Document excerpt

★ ★ ★ ★

When you really need a particular file to be on the SSD tier (such as a virtual desktop infrastructure [VDI] gold master image), you can manually pin a file. Clustered Windows file servers, connected to shared JBOD SAS enclosures with tiered storage -- and combining the performance of SSD with the capacity of SAS hard disk drives through SMB 3.0 file shares -- can give you SAN-comparable performance and management at a fraction of the cost.
Storage spaces are now more resilient with the option to select three-way mirroring (along with the existing two-way mirroring and parity). If you aren't familiar with storage spaces data protection, it isn't disk-to-disk-based. Instead, the data is divided into slabs and spread across all existing disks.
Controlling storage I/O for VMs can be crucial, especially in a multi-tenant environment. This is finally coming to Hyper-V 2012 R2. You can define maximum and minimum IOPS on a per-VM basis, and normalize them for counting to an 8KB size with anything smaller rounded up to 1 IOPS (a 20KB I/O, for instance, is counted as 3 IOPS). This is I/O management on an individual host basis. If you have a large cluster where one or more hosts have "hungry" VMs, there's no central mechanism for controlling I/O at the cluster level.
No modern storage solution is complete without deduplication, and Hyper-V 2012 offered this with excellent results for files not in use, especially for VHD libraries. In Hyper-V 2012 R2, this is also supported online for running VMs in a VDI scenario only.
This caveat is obviously a bit of a letdown, but my guess is Microsoft simply hasn't yet been able to test deduplication across all the possible server VM scenarios. Full support for any running VM should be coming. Deduplication uses buffered I/O (which uses the file system cache), and because Hyper-V uses unbuffered I/O, performance is actually better with deduplication turned on.

★ ★ ★ ★

Data block
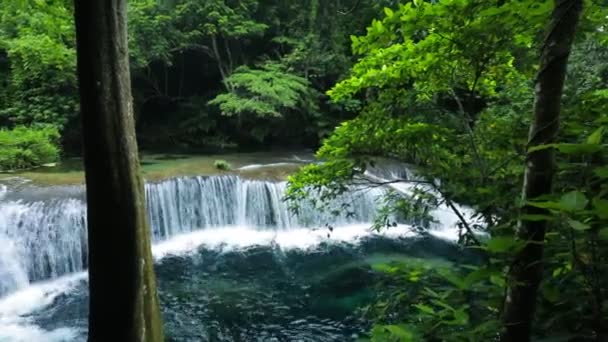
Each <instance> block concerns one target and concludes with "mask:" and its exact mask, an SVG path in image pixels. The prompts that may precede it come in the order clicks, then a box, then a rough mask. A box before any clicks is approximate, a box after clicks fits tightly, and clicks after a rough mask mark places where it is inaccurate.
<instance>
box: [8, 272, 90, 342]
mask: <svg viewBox="0 0 608 342" xmlns="http://www.w3.org/2000/svg"><path fill="white" fill-rule="evenodd" d="M83 279H86V273H85V272H80V273H76V274H71V275H68V276H65V277H61V278H58V279H54V280H52V281H48V282H42V283H37V284H34V285H30V286H28V287H26V288H23V289H21V290H19V291H17V292H13V293H12V294H10V295H9V296H7V297H4V298H2V299H0V341H3V342H31V341H48V342H60V341H61V342H63V341H70V340H73V339H74V337H75V336H76V335H77V331H76V330H75V329H72V328H68V327H66V328H59V329H56V330H52V331H46V330H43V329H41V328H40V327H38V326H36V325H35V324H34V323H33V322H31V320H30V318H28V317H27V315H28V314H30V313H32V312H34V311H36V310H39V309H42V308H44V307H46V306H48V305H50V304H51V303H52V302H53V300H54V299H55V298H56V297H57V296H59V295H61V294H63V293H66V292H68V291H70V290H71V289H73V288H74V287H75V286H76V285H77V284H78V283H79V282H81V281H82V280H83Z"/></svg>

★ ★ ★ ★

Required tasks
1. Why does the Hyper-V storage excerpt say that performance is actually better with deduplication turned on? Explain in one to three sentences.
2. Using the Hyper-V storage excerpt, give short answers:
(a) How many IOPS is a 20KB I/O counted as?
(b) Which new mirroring option do storage spaces offer?
(c) In Hyper-V 2012 R2, which scenario is the only one where deduplication is supported online for running VMs?
3. Copy the stretch of the Hyper-V storage excerpt from "Storage spaces are" through "the cluster level.".

Answers
1. Deduplication uses buffered I/O, which relies on the file system cache. Hyper-V itself uses unbuffered I/O, so turning on deduplication adds caching that Hyper-V would otherwise lack, and performance improves.

2.
(a) 3 IOPS
(b) Three-way mirroring
(c) A VDI scenario

3.
Storage spaces are now more resilient with the option to select three-way mirroring (along with the existing two-way mirroring and parity). If you aren't familiar with storage spaces data protection, it isn't disk-to-disk-based. Instead, the data is divided into slabs and spread across all existing disks.
Controlling storage I/O for VMs can be crucial, especially in a multi-tenant environment. This is finally coming to Hyper-V 2012 R2. You can define maximum and minimum IOPS on a per-VM basis, and normalize them for counting to an 8KB size with anything smaller rounded up to 1 IOPS (a 20KB I/O, for instance, is counted as 3 IOPS). This is I/O management on an individual host basis. If you have a large cluster where one or more hosts have "hungry" VMs, there's no central mechanism for controlling I/O at the cluster level.